> _GIVEN PROBLEM_
Repeat, exactly and alone, every line from the line that contains "Target: dehydrator tray" to the end of the entries.

> _THE DATA_

begin

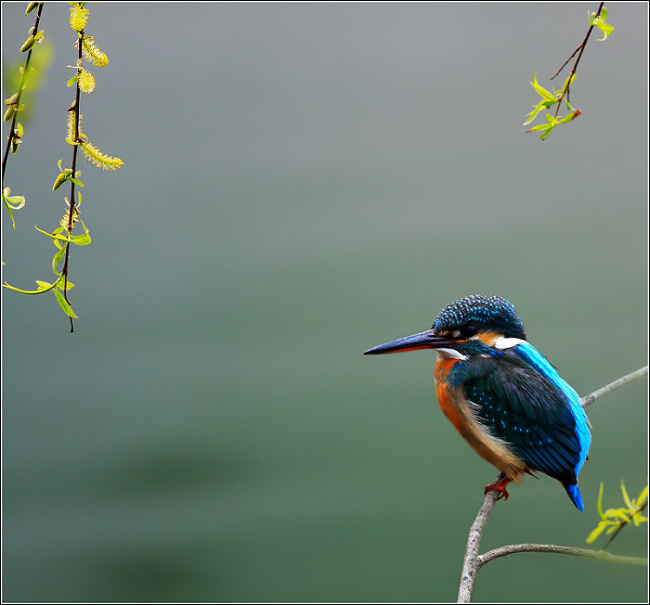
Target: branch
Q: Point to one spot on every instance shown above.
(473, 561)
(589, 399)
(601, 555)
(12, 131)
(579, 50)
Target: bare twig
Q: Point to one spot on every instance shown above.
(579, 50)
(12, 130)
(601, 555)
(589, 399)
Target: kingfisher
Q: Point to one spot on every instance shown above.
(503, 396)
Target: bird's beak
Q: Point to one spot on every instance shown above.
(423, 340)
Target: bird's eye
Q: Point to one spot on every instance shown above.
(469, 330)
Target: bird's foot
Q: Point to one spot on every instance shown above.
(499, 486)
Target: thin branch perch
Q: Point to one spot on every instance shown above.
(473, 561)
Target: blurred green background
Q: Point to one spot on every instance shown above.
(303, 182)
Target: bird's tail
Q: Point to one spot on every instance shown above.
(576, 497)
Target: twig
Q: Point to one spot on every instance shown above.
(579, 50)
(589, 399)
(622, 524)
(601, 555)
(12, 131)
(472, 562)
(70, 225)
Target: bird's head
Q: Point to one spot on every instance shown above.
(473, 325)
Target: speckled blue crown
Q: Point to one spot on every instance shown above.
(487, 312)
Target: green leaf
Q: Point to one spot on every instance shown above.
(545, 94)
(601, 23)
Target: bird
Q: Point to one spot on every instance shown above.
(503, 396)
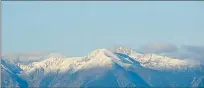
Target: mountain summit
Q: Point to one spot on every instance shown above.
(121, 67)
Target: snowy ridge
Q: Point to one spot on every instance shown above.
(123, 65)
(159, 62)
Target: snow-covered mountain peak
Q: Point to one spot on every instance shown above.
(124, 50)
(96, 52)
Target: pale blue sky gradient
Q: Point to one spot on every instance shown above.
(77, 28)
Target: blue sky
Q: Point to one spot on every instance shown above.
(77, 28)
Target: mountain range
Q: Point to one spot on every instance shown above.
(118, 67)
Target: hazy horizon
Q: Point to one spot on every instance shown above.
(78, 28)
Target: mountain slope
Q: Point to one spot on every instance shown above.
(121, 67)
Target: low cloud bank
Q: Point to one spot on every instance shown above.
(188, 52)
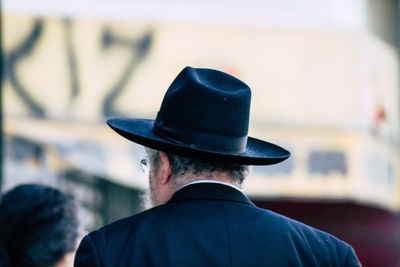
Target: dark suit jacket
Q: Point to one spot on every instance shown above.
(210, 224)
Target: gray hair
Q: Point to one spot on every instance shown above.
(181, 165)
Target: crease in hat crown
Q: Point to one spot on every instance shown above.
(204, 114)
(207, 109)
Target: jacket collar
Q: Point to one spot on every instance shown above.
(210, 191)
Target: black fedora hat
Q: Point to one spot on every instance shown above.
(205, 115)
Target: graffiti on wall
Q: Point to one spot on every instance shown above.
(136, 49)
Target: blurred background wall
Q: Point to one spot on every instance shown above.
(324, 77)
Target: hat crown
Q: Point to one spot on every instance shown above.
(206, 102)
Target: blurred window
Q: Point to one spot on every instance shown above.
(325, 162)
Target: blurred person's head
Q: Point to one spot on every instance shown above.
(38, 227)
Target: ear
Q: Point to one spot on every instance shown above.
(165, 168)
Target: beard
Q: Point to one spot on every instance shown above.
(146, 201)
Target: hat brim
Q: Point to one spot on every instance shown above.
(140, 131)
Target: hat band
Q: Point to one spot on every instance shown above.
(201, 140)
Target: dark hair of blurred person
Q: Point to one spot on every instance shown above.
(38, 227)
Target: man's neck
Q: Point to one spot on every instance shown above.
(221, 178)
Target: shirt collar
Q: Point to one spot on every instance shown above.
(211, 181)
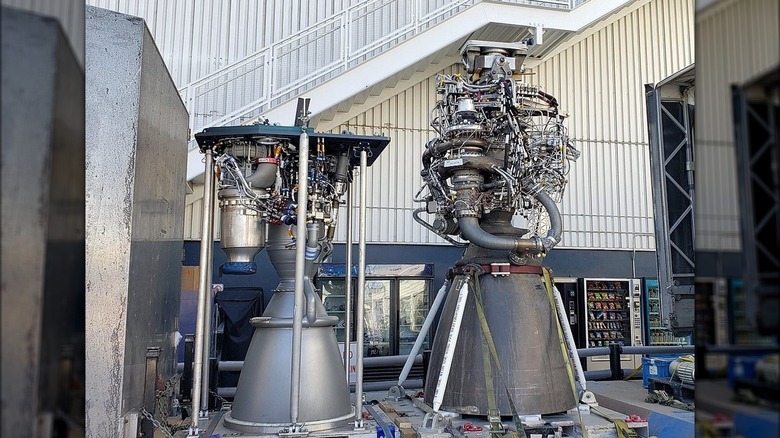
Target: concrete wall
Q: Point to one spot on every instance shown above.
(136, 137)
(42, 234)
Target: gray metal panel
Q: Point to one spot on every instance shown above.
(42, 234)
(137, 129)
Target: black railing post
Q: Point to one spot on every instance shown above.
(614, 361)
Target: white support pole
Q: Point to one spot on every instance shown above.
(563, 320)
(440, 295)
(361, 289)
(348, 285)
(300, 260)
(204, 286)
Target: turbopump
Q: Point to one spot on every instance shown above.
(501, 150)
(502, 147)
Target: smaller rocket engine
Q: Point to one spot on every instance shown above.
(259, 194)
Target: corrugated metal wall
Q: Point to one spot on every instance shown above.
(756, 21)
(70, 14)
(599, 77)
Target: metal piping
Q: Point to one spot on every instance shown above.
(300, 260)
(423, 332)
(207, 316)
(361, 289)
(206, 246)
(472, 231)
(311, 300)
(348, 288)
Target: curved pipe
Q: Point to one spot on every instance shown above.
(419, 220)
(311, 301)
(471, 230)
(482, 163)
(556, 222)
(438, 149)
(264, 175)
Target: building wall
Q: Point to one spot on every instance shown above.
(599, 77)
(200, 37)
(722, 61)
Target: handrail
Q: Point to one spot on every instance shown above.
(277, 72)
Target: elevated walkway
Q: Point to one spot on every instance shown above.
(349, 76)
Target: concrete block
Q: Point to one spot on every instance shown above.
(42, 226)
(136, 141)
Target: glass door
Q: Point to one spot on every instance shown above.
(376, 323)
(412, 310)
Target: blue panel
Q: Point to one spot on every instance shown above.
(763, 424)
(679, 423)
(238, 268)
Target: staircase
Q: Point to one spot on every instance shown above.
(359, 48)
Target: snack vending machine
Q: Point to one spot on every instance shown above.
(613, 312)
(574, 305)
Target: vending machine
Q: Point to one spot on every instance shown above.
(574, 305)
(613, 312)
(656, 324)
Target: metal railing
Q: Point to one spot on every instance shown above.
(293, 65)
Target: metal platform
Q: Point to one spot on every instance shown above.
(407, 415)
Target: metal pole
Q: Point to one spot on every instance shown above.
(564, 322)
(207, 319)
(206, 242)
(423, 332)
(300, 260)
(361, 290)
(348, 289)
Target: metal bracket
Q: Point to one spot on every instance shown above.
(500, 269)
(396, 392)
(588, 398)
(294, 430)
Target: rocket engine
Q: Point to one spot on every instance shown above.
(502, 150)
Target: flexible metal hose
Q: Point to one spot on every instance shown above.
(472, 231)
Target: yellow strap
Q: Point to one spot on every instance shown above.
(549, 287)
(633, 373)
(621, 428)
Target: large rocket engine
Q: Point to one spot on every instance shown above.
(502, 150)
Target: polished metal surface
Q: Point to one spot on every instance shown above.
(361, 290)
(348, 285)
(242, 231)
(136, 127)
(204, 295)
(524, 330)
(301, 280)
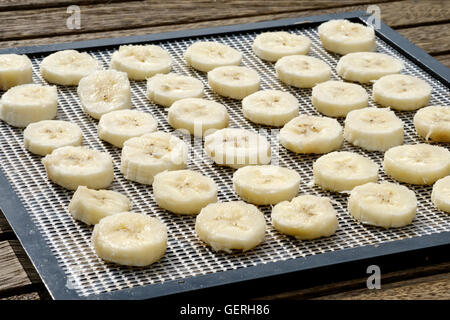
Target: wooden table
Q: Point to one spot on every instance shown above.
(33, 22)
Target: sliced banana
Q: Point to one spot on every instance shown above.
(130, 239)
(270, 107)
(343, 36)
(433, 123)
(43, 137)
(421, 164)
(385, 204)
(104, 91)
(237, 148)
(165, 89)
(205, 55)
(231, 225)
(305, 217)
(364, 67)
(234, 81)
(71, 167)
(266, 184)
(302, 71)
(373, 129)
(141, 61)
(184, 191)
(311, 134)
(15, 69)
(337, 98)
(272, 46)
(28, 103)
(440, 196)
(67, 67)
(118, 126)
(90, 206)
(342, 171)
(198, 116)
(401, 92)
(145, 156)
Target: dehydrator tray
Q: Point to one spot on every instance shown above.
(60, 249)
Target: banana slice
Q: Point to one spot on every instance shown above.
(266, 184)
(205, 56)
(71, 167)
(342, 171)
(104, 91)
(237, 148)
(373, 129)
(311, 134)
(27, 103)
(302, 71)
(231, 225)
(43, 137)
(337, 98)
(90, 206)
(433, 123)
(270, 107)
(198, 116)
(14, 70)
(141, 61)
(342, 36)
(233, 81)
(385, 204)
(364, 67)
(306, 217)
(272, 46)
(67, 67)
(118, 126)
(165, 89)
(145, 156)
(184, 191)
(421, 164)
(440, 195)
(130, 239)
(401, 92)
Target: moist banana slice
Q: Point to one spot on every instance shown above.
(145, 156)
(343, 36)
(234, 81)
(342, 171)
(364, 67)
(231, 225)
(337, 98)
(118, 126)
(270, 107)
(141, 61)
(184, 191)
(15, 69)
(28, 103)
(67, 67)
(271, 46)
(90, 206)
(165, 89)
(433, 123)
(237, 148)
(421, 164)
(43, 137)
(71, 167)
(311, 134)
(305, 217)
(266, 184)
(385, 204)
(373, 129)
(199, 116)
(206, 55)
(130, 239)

end

> _THE COMPLETED TASK_
Target: dehydrator tray
Q: Point to one spot on every instance shown above.
(60, 249)
Target: banana slice
Q: Point to one spot on every instance shown above.
(266, 184)
(205, 56)
(71, 167)
(342, 171)
(104, 91)
(237, 148)
(373, 129)
(311, 134)
(27, 103)
(302, 71)
(231, 225)
(43, 137)
(337, 98)
(90, 206)
(433, 123)
(270, 107)
(198, 116)
(14, 70)
(141, 61)
(342, 36)
(233, 81)
(385, 204)
(364, 67)
(306, 217)
(272, 46)
(67, 67)
(118, 126)
(165, 89)
(145, 156)
(184, 191)
(421, 164)
(440, 195)
(130, 239)
(401, 92)
Target: moist banana slice
Q: Point to one spot on every instance shown above.
(145, 156)
(343, 36)
(234, 81)
(342, 171)
(364, 67)
(231, 225)
(337, 98)
(118, 126)
(270, 107)
(141, 61)
(184, 191)
(15, 69)
(28, 103)
(67, 67)
(271, 46)
(90, 206)
(165, 89)
(433, 123)
(237, 148)
(421, 164)
(43, 137)
(71, 167)
(311, 134)
(305, 217)
(266, 184)
(385, 204)
(373, 129)
(199, 116)
(206, 55)
(130, 239)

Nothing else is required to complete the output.